→ PROVIDED PASSAGE:
[Start of section]

Since many, arguably all, suicidal patients consider suicide as an option in an effort to reduce or eliminate their emotional suffering; medications can play an important and strategic role. They provide a treatment option that can more quickly target symptoms facilitating a patient’s feeling of hopelessness. Behavioral treatments take time, with patients gradually building critical skills and resolving traumas. Until adequate skills are established and refined, medications can help fill the gap, buying what is often times lifesaving time.
Despite the concerns about medications and suicide, we now know scientifically that a number of behavioral treatments help reduce the risk of death by suicide. There are a number of reviews of psychotherapies that have proven effective in the treatment of suicidal behavior. I completed a recent review driven by a simple question, what are the common elements of treatments that work? There are a handful of treatments proven to be effective at reducing suicide attempts after treatment, with considerable overlap in the nature and type of treatment. In the case of behavioral treatment, simple interventions can help save lives.
First, all of the effective treatments have simple and understandable models that are shared with patients. Patients need to understand why they have become suicidal and the benefits of the treatment in order to fully invest in care. When a patient understands why they have been suicidal and how treatment will help, the net result is hope, improved motivation, less shame, better compliance and more effective care. This is a simple step and can be carried out in any setting and by a range of health professionals. Second, effective treatments target identified skill deficits. Patients that consider suicide evidence skill deficits that can be identified, targeted and improved. Third, effective treatments emphasize self-reliance, self-awareness and personal responsibility in a number of concrete ways. Patients are encouraged to assume a considerable degree of personal responsibility for their own care by use of commitment to treatment agreements and safety plans. As might be apparent, the ability to take personal responsibility for one’s care is very much an identified skill. Fourth, effective treatments emphasize the importance of crisis management, removal of available lethal methods, and access to care during and after treatment, with written and accessible treatment plans. This includes the involvement of family and friends. Finally, effective treatments incorporate compliance protocols. When a patient drops out of treatment, specific steps are taken to try to engage the patient in care, with a concerted effort to identify and target the reasons the patient withdrew. It is critical to keep at-risk patients engaged in treatment.
These are very simple actions that can save the lives of our veterans who are experiencing thoughts of suicide. They can be accomplished across the full range of settings and by a variety of providers. Especially for those hesitant to consider medications as an alternative, behavioral treatments have much to offer, either as an independent treatment or in combination with medications. We owe it to our veterans to ensure that they have the mental and behavioral health care that they need and deserve and the psychology community remains committed to assisting in this effort.
Thank you. I appreciate the opportunity to speak with you today and welcome the chance to respond to questions.

[End of section]

→ COLLECTED MATERIAL:
[Start of section]

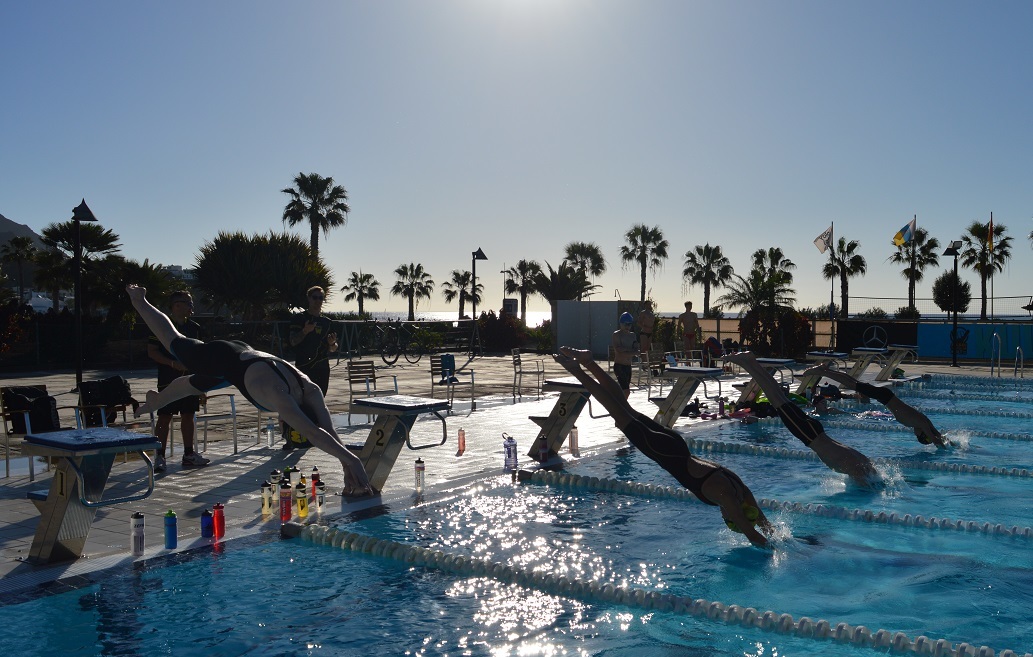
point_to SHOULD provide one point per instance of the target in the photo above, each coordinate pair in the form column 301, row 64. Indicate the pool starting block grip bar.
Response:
column 636, row 597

[End of section]

→ PROBLEM SET:
[A] In the passage on suicide treatment, print everything from "Despite the concerns" down to "help save lives.".
[B] In the passage on suicide treatment, what do effective treatments do when a patient drops out of treatment?

→ PER-TASK OUTPUTS:
[A]
Despite the concerns about medications and suicide, we now know scientifically that a number of behavioral treatments help reduce the risk of death by suicide. There are a number of reviews of psychotherapies that have proven effective in the treatment of suicidal behavior. I completed a recent review driven by a simple question, what are the common elements of treatments that work? There are a handful of treatments proven to be effective at reducing suicide attempts after treatment, with considerable overlap in the nature and type of treatment. In the case of behavioral treatment, simple interventions can help save lives.

[B] They take specific steps to try to engage the patient in care, with a concerted effort to identify and target the reasons the patient withdrew.